TEXT SECTION:

================================

Throughout this document, all pressure gradients are given in units equivalent to mud density in $g/cm3$ instead of a pressure unit. Pressure gradients are calculated by dividing the pressures through the specific gravity and depth, which is useful if the drilling fluid density is evaluated against the pressure window for safe drilling operations.

A final step in the pore-pressure modeling workflow is the calibration of the model against calibration data such as formation pressure tests, experienced influx of formation fluid into the borehole, kicks, differential sticking, or connection gas. Calibration is conducted by adjusting parameters (primarily the normal compaction trend line and/or the Eaton exponent) so the pore-pressure model fits the magnitude of the formation pore pressure at the appropriate depth locations. Information obtained from previously drilled offset well data is frequently used as predrill calibration sources, which then need to be verified during the drilling operation.

### Automated identification of shale layers

To automatically define shale layers, we use a simple approach based on the gamma ray log. During a manual shale discrimination, cutoff lines are drawn on a gamma ray log, and only depth points with gamma ray values higher than the cutoff lines are considered in the further modeling process. We developed an algorithm based on the statistics of the gamma ray log to identify the shale layers. The algorithm subdivides the data set into intervals of identical length that overlap each other. In the example in this study, we used three overlapping lines that overlap each other by two-thirds. For each interval, the 80th percentile of the frequency distribution of the gamma ray values is determined. This value gives the cutoff value for the specific depth interval. As the depth intervals overlap, there are three cutoff values for each depth point and thus three lithology classifications (shale or nonshale) for each depth point. In the example given here, only depth points with all three classifications indicating shale were accepted as shale. Other rules are possible, such as when two out of three classifications indicating shale are accepted as shale, but they should be assigned with a lower confidence.

We compared our algorithms with results from manual shale identification. Each analyst performs the process slightly differently, so we used two different manual strategies or approaches: One approach referred to as “detailed” in the following uses a large number of individual cutoff lines that follow moderate variations in the gamma ray. The other manual approach is referred to as “major units.” In this approach, the well is subdivided into major lithological units and one cutoff line is defined for each lithological unit.

================================

RECORDED INFORMATION:
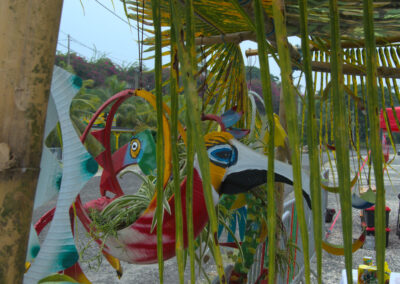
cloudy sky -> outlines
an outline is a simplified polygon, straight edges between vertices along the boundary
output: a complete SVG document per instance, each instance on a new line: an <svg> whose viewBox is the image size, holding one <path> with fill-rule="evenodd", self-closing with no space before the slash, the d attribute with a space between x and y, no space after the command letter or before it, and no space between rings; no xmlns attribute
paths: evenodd
<svg viewBox="0 0 400 284"><path fill-rule="evenodd" d="M70 50L88 59L107 56L119 65L128 65L138 59L137 29L128 23L123 5L118 0L64 0L57 50ZM256 49L254 42L241 44L243 52ZM146 55L144 56L146 57ZM145 61L151 68L153 62ZM259 66L257 56L245 58L246 65ZM271 72L278 76L279 69L270 60Z"/></svg>

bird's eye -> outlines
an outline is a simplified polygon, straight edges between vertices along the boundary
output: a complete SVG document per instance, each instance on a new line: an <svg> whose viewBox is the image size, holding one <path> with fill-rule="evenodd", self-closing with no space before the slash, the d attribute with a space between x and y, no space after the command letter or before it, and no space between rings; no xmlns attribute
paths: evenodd
<svg viewBox="0 0 400 284"><path fill-rule="evenodd" d="M139 153L140 153L140 141L139 141L139 139L133 138L131 140L131 151L130 151L130 153L131 153L131 157L133 159L137 158L137 156L139 155Z"/></svg>
<svg viewBox="0 0 400 284"><path fill-rule="evenodd" d="M236 163L237 150L231 145L216 145L208 149L208 156L211 162L226 168Z"/></svg>

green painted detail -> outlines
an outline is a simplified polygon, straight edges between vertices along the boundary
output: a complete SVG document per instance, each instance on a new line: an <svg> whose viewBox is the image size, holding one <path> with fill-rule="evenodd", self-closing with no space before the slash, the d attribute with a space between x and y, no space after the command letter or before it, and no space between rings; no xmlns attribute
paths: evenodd
<svg viewBox="0 0 400 284"><path fill-rule="evenodd" d="M72 78L72 84L77 88L80 89L82 87L82 79L78 76L74 76Z"/></svg>
<svg viewBox="0 0 400 284"><path fill-rule="evenodd" d="M51 274L46 276L45 278L39 280L38 284L49 284L49 283L78 283L72 277L65 275L65 274Z"/></svg>
<svg viewBox="0 0 400 284"><path fill-rule="evenodd" d="M71 267L78 261L79 254L74 245L64 246L62 250L65 252L59 255L59 263L63 268Z"/></svg>
<svg viewBox="0 0 400 284"><path fill-rule="evenodd" d="M146 175L154 174L157 168L156 162L156 143L150 130L144 130L136 135L140 140L143 155L139 160L139 167Z"/></svg>
<svg viewBox="0 0 400 284"><path fill-rule="evenodd" d="M31 247L31 256L32 256L32 258L35 258L38 255L39 251L40 251L40 246L39 245L32 246Z"/></svg>
<svg viewBox="0 0 400 284"><path fill-rule="evenodd" d="M99 169L99 165L97 164L96 160L91 156L85 161L84 165L85 171L89 174L95 174Z"/></svg>

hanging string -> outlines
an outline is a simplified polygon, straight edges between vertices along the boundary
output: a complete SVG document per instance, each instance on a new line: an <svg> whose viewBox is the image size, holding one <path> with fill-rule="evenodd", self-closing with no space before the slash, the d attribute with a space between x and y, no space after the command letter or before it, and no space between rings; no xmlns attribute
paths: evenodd
<svg viewBox="0 0 400 284"><path fill-rule="evenodd" d="M142 0L142 13L139 19L139 2L136 2L136 23L138 31L138 52L139 52L139 89L143 88L143 30L144 30L144 0ZM140 26L141 25L141 26Z"/></svg>
<svg viewBox="0 0 400 284"><path fill-rule="evenodd" d="M205 96L206 94L208 94L208 84L207 84L207 58L205 55L205 51L204 51L204 45L203 45L203 35L201 35L201 41L200 41L200 52L201 52L201 61L203 62L203 66L202 69L204 70L204 81L203 81L203 86L201 88L200 91L203 92L202 96L201 96L201 114L204 115L204 110L205 110Z"/></svg>

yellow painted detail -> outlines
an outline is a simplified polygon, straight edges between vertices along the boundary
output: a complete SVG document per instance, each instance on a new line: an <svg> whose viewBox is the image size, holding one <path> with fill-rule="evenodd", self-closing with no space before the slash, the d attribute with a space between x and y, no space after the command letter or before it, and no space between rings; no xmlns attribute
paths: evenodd
<svg viewBox="0 0 400 284"><path fill-rule="evenodd" d="M219 167L213 163L210 163L210 175L211 175L211 184L215 188L217 192L219 192L219 188L222 183L222 179L225 175L225 169Z"/></svg>
<svg viewBox="0 0 400 284"><path fill-rule="evenodd" d="M132 139L132 141L131 141L131 149L130 149L130 154L131 154L131 157L133 158L133 159L136 159L137 158L137 156L139 155L139 153L140 153L140 141L139 141L139 139Z"/></svg>
<svg viewBox="0 0 400 284"><path fill-rule="evenodd" d="M233 202L230 209L231 210L239 209L245 205L246 205L246 196L244 195L244 193L240 193L236 195L236 200L235 202Z"/></svg>

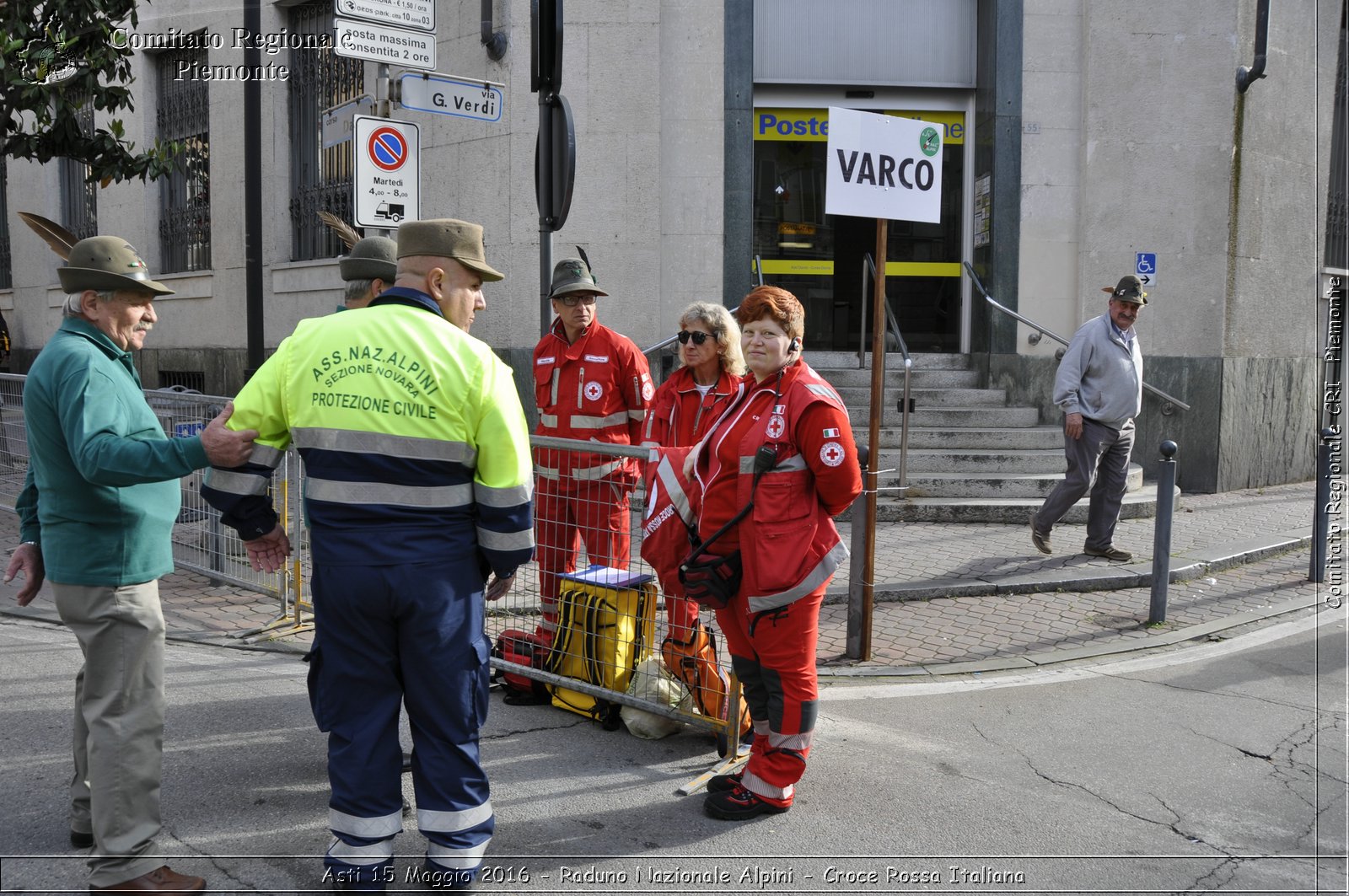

================================

AIM 1: According to the passage on pore-pressure modeling, which percentile of the gamma ray frequency distribution sets the cutoff value for each depth interval?
AIM 2: In the rows, swap "vertices" for "corner points" in the lines starting with the line containing "hanging string -> outlines" and going on through the line containing "96L206 94L208 94L208", leaving all else unchanged, and return only those lines.
The text and the rows were drawn from separate, unrelated sources.

EXERCISE RESULT 1: The 80th percentile.

EXERCISE RESULT 2:
hanging string -> outlines
an outline is a simplified polygon, straight edges between corner points along the boundary
output: a complete SVG document per instance, each instance on a new line: an <svg> whose viewBox is the image size, holding one <path> with fill-rule="evenodd", self-closing with no space before the slash, the d attribute with a space between x and y, no space after the command letter or before it, and no space between rings; no xmlns attribute
paths: evenodd
<svg viewBox="0 0 400 284"><path fill-rule="evenodd" d="M142 0L142 13L139 19L139 2L136 2L136 23L138 31L138 52L139 52L139 89L143 88L143 30L144 30L144 0ZM140 26L141 25L141 26Z"/></svg>
<svg viewBox="0 0 400 284"><path fill-rule="evenodd" d="M205 96L206 94L208 94L208 84L207 84L207 58L205 55L205 51L204 51L204 45L203 45L203 35L201 35L201 41L200 41L200 52L201 52L201 61L203 62L203 66L202 69L204 70L204 81L203 81L203 86L201 88L200 91L203 92L202 96L201 96L201 114L204 115L204 110L205 110Z"/></svg>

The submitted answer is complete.